Source data
[Start of section]
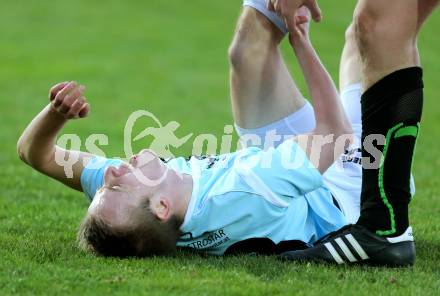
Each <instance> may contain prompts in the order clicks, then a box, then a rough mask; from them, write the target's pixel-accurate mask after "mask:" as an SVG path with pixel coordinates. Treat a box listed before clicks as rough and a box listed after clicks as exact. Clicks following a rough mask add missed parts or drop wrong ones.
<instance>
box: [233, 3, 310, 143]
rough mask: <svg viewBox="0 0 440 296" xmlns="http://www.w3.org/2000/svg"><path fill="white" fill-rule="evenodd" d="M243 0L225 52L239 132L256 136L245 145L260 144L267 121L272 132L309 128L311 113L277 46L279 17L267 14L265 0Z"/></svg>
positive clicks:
[End of section]
**Assignment:** Write out exactly the lines from the one with "rough mask: <svg" through the end of the records above, both ends included, and leave out all other lines.

**Completed exercise:**
rough mask: <svg viewBox="0 0 440 296" xmlns="http://www.w3.org/2000/svg"><path fill="white" fill-rule="evenodd" d="M243 0L225 52L239 132L256 136L245 145L260 144L267 121L272 132L309 128L311 113L277 46L279 17L267 14L265 0Z"/></svg>
positive clicks:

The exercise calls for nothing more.